>>
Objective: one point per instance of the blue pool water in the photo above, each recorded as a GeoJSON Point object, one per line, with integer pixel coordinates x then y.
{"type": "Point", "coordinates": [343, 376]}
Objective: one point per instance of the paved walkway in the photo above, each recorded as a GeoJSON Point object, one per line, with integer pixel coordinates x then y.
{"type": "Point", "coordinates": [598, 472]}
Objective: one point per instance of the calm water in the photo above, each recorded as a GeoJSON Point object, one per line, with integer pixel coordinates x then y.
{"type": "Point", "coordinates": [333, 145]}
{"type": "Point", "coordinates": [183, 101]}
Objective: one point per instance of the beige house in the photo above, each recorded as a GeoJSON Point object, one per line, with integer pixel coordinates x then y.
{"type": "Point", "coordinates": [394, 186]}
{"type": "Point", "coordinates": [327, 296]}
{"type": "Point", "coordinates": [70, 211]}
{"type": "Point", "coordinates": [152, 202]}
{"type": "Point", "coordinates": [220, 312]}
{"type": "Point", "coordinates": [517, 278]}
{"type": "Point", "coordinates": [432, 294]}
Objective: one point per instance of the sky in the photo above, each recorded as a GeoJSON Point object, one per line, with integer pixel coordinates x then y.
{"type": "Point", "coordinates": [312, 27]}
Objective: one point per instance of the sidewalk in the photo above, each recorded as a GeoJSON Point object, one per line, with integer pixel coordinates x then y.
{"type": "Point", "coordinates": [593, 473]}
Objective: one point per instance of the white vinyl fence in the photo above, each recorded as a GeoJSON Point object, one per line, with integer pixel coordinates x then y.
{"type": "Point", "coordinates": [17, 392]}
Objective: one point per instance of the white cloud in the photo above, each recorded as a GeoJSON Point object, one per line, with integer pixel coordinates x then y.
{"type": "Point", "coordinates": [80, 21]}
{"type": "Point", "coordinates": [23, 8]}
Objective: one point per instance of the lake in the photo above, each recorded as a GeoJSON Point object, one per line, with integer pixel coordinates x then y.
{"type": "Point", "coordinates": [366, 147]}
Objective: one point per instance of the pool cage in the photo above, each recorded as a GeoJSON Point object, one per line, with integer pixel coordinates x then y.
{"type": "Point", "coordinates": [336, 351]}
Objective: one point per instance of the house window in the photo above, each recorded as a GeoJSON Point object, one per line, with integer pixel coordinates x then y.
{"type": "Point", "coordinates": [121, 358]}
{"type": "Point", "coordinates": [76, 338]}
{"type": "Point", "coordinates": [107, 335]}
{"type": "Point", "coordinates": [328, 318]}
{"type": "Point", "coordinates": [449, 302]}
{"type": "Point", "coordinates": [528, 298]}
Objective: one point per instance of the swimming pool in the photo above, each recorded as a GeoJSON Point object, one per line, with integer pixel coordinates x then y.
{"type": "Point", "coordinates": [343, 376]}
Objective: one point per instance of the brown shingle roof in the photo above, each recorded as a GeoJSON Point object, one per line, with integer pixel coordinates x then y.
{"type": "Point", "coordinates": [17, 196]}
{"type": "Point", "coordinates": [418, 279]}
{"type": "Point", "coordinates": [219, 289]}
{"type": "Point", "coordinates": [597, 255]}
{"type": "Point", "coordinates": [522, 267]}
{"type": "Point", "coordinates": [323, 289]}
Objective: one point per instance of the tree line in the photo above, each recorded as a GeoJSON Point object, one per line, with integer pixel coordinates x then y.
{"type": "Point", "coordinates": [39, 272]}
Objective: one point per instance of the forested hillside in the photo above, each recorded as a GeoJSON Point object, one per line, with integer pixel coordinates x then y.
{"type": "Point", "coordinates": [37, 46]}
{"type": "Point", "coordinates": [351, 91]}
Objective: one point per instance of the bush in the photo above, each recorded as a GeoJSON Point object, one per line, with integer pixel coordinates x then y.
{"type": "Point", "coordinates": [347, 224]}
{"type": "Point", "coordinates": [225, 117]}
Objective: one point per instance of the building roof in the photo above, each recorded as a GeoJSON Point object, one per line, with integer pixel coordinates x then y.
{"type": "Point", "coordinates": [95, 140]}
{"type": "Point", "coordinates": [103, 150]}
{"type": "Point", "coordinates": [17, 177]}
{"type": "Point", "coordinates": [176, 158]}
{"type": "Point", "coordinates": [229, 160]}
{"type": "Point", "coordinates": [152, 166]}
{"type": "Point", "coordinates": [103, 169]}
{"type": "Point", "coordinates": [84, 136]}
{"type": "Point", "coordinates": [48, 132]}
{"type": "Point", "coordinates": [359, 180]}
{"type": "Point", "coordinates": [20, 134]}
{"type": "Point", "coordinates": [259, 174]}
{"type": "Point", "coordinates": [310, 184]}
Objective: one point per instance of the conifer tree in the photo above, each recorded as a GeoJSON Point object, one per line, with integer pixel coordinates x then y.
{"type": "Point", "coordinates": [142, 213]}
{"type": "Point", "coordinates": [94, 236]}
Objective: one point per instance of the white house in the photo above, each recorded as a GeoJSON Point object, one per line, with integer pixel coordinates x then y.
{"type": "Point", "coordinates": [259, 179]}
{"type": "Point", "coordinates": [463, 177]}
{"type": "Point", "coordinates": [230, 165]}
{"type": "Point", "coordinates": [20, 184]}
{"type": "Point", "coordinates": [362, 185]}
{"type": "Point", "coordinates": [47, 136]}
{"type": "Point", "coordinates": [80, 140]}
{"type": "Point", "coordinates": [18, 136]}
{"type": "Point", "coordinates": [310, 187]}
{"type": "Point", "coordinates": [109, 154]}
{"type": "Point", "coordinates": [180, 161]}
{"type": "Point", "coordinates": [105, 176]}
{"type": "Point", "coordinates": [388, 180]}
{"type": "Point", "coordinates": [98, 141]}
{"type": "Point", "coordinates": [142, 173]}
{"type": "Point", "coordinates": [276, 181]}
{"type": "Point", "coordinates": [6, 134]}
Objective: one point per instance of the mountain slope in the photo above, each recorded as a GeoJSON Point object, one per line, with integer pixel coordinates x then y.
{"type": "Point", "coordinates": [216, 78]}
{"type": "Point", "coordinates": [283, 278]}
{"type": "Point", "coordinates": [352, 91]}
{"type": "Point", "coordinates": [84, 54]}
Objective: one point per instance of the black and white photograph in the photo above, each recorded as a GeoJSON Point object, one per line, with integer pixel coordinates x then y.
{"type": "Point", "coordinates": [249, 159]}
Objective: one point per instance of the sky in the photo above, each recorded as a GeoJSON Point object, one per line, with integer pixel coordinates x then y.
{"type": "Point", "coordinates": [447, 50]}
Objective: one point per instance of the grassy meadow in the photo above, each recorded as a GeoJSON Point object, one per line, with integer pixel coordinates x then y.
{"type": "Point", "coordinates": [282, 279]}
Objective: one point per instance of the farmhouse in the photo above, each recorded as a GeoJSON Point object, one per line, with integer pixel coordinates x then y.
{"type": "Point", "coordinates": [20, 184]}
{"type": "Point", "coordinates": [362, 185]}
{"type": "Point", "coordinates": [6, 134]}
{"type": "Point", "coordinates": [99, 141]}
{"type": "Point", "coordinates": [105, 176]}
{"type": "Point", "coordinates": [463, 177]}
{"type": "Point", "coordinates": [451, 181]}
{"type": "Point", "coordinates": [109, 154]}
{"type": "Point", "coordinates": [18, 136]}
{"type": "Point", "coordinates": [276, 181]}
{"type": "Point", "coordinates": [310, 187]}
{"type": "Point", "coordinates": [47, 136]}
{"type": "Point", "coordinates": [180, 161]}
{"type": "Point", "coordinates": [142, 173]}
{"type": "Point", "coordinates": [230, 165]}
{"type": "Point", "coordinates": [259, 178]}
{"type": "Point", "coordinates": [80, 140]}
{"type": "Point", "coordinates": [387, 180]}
<<
>>
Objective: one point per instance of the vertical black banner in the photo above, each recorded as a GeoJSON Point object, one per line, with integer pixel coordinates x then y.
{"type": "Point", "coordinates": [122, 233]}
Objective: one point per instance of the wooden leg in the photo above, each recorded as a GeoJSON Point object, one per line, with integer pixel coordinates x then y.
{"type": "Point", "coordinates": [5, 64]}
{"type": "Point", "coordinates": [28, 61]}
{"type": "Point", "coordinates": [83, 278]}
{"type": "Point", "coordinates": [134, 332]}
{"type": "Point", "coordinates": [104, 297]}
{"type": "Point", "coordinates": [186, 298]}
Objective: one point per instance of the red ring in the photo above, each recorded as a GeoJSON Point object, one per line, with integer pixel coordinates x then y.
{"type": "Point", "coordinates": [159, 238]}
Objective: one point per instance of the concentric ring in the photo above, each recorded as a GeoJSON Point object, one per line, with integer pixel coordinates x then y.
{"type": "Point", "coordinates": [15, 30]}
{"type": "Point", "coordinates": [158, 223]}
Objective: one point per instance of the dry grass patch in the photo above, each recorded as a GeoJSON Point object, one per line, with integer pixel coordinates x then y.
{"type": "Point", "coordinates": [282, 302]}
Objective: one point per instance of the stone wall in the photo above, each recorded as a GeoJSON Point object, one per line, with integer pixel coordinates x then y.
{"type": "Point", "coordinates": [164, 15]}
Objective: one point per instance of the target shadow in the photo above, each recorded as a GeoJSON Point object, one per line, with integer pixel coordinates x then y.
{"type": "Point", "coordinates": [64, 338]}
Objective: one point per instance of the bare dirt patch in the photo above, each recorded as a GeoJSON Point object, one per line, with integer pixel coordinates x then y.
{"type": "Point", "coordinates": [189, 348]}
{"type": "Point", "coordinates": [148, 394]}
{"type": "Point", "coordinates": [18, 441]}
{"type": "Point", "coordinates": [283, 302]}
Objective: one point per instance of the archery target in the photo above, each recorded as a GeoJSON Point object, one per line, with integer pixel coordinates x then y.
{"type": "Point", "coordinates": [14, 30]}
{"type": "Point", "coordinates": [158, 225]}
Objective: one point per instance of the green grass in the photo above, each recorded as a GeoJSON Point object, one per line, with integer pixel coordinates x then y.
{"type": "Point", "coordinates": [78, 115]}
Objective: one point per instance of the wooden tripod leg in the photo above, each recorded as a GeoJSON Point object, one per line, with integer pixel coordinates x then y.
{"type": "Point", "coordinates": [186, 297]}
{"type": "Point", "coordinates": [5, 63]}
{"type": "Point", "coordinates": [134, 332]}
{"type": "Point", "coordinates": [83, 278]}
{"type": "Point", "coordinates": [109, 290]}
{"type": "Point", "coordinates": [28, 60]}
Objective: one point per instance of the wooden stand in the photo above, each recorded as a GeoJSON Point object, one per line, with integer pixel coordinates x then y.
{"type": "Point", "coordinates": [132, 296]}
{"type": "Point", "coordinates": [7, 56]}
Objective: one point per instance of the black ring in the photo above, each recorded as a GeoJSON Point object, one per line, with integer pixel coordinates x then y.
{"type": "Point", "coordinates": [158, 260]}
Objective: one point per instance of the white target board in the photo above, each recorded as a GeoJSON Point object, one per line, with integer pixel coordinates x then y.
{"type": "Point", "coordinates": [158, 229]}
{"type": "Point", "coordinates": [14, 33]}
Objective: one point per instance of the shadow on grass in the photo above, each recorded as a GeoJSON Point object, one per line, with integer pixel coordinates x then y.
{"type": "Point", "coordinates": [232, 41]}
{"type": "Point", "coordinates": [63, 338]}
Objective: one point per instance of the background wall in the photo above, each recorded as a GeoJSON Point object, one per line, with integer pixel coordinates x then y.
<<
>>
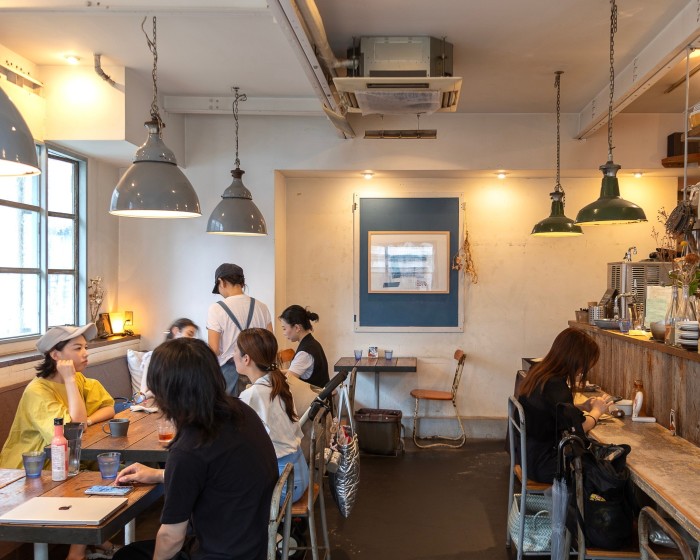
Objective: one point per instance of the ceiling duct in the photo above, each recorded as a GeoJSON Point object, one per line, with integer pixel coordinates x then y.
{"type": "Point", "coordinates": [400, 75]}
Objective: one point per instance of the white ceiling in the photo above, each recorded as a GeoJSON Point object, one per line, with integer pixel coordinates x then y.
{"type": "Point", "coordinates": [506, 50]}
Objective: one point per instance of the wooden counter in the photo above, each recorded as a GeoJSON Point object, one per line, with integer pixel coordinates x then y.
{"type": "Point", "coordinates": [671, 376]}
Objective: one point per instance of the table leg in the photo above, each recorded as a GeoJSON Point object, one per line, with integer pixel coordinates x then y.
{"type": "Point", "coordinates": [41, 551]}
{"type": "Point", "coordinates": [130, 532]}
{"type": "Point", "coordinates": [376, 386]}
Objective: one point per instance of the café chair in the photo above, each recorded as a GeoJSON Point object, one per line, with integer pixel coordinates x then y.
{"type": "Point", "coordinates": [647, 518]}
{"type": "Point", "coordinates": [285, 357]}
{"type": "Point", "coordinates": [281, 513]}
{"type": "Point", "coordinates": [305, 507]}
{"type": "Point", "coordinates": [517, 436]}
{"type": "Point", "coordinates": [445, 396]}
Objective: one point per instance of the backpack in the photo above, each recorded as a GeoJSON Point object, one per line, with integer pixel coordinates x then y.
<<
*Your instructions*
Filter the records above and copy every line that contains the string "roof". The match is case-sensitive.

*Solved problem*
Objective: one point per instance of the brown shingle roof in the photo above, each recorded as a GeoJSON Point object, one per line, with integer pixel coordinates x then y.
Objective: one point per instance of the building roof in the photo above, each recorded as a GeoJSON Point object, one per line, with integer pixel coordinates x then y.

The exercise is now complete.